From the blog post on prayer below, list every action the quoted scripture tells the reader to do, rather than avoid, when praying.

__PASSAGE PROVIDED__.
◇ ◇ ◇ ◇

Friday, February 10, 2006

His yoke is easy; his burthen is light

And when you pray, do not be like the hypocrites, for they love to pray standing in the synagogues and on the street corners to be seen by men. I tell you the truth, they have received their reward in full. But when you pray, go into your room, close the door and pray to your Father, who is unseen. Then your Father, who sees what is done in secret, will reward you. And when you pray, do not keep on babbling like pagans, for they think they will be heard because of their many words. Do not be like them, for your Father knows what you need before you ask him.

On Sunday, my pastor used this verse as his support for his answer to the question, "Why should I pray when God is going whatever he's going to do anyway because he's so much smarter than me?" That's not quite how Pastor Daniel phrased the question, but that's the gist of it. Daniel's answer was that we pray in order to be intimate with God. That we will be happier and healthier in a deep relationship with God rather than just a casual acquaintance. He said that time and space matters when it comes to intimacy. Just like in a romantic relationship, you need to go out on dates, away from everyday life, to really feel intimate with someone. He said that this intimacy helps us to align ourselves with God's goals for our lives. Just like we have to really get to know someone well in order to work well with them (anticipating their needs, predicting their reactions), as we spend more quality time with God, we will live our lives more and more in a way that works well with what he's trying to do in the world. Pastor Daniel said that the reward that is promised to us for seeking intimacy is peace. As we align ourselves with God's goals through intimate, simple prayer, our heart and our head begin to want the same things. We get peace as the different parts of ourselves stop walking different directions, which means they are pulling at each other, and begin walking in the same direction. Pastor Daniel said that this peace can been in how people handle crises. He asked us to think of people we all know that seem thrown into disarray at the tiniest possible disturbance and of other people who remain solid through the most horrendous trials. Those who remain solid are more at peace. Their hearts and their heads want the same things. Writers in the Old Testament ask God to create in them an "undivided heart."

◇ ◇ ◇ ◇

__DATASET__.
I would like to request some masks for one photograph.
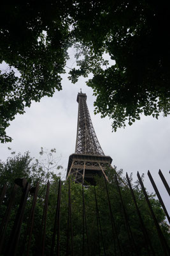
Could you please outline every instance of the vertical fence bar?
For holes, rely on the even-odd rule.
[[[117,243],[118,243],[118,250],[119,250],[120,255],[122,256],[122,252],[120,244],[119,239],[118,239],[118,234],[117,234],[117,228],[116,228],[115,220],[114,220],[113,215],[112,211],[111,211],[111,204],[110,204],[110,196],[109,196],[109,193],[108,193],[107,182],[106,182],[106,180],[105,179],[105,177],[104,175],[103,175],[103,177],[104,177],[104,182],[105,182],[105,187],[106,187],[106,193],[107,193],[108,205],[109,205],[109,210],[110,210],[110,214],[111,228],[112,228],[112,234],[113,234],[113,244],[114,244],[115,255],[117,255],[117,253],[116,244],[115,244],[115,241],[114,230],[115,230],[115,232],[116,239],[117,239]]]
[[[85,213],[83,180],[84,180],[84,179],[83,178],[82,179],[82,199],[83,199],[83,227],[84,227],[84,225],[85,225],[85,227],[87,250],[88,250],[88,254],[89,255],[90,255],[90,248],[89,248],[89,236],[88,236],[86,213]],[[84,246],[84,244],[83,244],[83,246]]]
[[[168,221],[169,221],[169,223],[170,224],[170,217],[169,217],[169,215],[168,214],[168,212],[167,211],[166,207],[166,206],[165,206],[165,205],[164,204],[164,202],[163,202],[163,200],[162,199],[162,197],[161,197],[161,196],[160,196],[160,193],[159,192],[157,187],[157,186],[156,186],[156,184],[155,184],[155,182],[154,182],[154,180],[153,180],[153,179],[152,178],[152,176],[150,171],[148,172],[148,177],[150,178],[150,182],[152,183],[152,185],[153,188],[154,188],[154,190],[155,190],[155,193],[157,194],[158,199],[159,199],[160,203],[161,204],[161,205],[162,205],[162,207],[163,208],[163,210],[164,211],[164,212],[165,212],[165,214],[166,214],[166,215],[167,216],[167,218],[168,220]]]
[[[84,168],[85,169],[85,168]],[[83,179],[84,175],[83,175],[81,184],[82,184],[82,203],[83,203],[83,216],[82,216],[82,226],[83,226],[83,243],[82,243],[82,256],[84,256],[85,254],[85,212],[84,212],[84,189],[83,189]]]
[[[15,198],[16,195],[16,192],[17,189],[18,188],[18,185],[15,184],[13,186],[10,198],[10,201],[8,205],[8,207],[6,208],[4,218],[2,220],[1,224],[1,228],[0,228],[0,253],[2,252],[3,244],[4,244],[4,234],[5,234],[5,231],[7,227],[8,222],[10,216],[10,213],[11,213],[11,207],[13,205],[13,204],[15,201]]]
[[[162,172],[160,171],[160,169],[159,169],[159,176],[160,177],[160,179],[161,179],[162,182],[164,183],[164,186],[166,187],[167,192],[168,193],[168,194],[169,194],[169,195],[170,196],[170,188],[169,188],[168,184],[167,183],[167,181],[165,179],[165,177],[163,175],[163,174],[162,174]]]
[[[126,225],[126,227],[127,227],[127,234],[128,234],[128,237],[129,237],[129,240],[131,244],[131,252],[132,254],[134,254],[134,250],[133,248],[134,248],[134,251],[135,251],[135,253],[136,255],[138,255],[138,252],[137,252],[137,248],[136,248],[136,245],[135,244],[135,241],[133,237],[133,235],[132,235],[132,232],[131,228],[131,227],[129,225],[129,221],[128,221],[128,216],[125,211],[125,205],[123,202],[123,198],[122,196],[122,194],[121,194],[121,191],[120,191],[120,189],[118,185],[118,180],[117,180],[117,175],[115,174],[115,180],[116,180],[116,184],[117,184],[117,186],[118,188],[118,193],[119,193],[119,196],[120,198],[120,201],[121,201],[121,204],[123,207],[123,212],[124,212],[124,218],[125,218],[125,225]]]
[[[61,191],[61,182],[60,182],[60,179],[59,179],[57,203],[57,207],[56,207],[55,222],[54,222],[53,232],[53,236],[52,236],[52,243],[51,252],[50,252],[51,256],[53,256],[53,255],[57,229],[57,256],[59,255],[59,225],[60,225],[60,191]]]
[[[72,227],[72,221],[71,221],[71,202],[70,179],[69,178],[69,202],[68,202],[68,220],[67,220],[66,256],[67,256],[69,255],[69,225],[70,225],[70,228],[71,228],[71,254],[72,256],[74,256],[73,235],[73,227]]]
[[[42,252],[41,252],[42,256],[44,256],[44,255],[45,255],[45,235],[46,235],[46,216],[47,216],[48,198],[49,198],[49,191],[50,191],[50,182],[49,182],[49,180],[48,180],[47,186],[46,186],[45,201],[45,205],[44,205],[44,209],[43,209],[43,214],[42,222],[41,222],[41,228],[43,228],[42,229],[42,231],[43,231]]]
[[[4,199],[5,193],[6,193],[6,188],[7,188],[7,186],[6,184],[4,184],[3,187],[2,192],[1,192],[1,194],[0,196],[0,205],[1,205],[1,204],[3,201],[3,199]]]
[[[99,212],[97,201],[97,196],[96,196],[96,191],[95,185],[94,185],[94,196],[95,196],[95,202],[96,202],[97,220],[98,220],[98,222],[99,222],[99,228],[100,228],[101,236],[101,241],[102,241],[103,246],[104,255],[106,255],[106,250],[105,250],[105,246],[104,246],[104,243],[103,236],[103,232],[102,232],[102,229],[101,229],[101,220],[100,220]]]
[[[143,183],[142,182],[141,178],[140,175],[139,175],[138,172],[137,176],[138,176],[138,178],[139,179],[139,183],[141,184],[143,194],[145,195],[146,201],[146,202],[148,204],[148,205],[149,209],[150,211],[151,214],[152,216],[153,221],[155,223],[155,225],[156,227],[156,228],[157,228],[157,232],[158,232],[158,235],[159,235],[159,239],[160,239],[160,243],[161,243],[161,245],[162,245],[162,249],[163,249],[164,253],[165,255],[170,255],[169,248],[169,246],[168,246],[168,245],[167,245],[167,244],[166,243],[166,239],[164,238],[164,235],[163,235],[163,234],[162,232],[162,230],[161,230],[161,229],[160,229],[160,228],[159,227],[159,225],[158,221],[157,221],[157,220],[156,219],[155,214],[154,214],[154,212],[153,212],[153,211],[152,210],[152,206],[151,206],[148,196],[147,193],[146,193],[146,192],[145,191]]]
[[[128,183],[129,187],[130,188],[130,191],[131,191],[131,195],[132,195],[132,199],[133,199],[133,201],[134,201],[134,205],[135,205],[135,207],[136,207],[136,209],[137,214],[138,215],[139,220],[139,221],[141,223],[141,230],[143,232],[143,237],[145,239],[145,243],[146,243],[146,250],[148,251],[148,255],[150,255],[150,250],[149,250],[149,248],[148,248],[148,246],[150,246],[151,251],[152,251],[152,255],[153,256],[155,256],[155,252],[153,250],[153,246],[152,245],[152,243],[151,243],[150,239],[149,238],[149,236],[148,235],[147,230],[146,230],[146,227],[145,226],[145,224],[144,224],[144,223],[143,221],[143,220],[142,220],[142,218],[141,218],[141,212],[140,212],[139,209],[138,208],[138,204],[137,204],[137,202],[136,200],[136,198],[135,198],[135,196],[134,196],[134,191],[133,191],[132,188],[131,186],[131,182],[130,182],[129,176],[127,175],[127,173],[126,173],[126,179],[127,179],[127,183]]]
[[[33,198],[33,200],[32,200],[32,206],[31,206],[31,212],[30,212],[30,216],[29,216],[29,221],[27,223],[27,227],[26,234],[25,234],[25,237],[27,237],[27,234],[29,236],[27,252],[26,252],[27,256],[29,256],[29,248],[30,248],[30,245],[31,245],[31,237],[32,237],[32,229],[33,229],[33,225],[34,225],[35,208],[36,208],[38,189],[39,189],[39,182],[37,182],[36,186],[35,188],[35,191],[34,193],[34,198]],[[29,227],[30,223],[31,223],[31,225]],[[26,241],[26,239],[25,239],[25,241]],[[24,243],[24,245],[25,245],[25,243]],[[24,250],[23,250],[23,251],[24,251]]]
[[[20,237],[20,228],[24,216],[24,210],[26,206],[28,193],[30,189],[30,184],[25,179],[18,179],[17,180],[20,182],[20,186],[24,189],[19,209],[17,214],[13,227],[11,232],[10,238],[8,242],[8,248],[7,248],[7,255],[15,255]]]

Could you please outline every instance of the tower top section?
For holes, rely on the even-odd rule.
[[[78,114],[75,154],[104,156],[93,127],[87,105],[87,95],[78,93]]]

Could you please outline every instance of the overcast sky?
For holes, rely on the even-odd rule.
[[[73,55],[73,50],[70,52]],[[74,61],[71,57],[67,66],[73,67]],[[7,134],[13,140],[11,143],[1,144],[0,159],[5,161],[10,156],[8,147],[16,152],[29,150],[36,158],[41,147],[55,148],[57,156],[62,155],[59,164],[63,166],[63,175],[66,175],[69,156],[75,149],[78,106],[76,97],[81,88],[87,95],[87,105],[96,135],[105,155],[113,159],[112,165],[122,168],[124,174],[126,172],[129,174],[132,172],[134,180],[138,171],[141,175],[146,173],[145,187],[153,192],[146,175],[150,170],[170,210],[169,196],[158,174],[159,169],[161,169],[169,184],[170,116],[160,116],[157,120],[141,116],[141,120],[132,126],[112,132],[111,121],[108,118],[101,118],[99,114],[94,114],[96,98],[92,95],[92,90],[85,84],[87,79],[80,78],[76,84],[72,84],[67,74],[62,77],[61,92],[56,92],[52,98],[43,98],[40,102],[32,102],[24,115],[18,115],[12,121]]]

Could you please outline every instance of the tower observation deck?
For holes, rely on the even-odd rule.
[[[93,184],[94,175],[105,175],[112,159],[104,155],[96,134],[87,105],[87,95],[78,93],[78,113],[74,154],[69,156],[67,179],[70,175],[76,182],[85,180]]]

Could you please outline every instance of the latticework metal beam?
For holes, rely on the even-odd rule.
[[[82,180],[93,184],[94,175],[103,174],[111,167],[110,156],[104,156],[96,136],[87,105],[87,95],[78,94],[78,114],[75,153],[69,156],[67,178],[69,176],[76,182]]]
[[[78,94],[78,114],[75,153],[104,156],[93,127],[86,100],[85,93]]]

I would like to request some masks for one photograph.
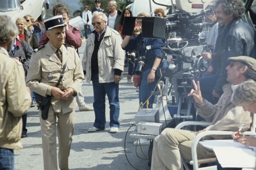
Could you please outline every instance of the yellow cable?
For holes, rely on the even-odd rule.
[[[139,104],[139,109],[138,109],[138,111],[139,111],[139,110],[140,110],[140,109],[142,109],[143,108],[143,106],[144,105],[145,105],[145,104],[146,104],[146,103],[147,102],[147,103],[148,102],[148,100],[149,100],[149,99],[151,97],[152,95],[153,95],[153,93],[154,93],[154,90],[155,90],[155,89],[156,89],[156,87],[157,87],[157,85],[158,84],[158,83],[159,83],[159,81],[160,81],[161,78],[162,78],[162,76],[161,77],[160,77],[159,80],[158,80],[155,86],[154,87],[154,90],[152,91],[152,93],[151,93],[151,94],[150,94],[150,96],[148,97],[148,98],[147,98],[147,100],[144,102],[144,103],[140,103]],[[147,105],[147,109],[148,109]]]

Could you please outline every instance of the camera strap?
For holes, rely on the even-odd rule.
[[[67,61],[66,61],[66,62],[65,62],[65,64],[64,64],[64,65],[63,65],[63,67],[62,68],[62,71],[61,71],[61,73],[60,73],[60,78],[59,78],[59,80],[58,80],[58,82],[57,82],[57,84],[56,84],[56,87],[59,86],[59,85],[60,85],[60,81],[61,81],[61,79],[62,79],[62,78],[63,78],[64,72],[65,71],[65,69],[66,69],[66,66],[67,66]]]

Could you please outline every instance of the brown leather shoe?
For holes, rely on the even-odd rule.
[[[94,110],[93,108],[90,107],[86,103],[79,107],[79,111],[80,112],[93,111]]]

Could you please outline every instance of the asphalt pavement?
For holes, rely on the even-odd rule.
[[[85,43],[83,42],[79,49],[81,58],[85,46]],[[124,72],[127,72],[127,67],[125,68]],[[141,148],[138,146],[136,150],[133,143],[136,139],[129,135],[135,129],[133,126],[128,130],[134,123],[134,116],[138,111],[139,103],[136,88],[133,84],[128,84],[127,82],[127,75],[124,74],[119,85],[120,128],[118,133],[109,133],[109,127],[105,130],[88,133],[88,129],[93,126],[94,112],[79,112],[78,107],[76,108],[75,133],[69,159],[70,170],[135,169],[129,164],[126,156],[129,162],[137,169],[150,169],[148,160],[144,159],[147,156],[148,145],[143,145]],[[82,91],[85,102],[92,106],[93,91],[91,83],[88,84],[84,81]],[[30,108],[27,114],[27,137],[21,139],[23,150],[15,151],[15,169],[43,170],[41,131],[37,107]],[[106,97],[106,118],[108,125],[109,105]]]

◇ ◇ ◇ ◇

__SOLUTION TO THIS EXERCISE__.
- Go into your room
- Close the door
- Pray to your Father, who is unseen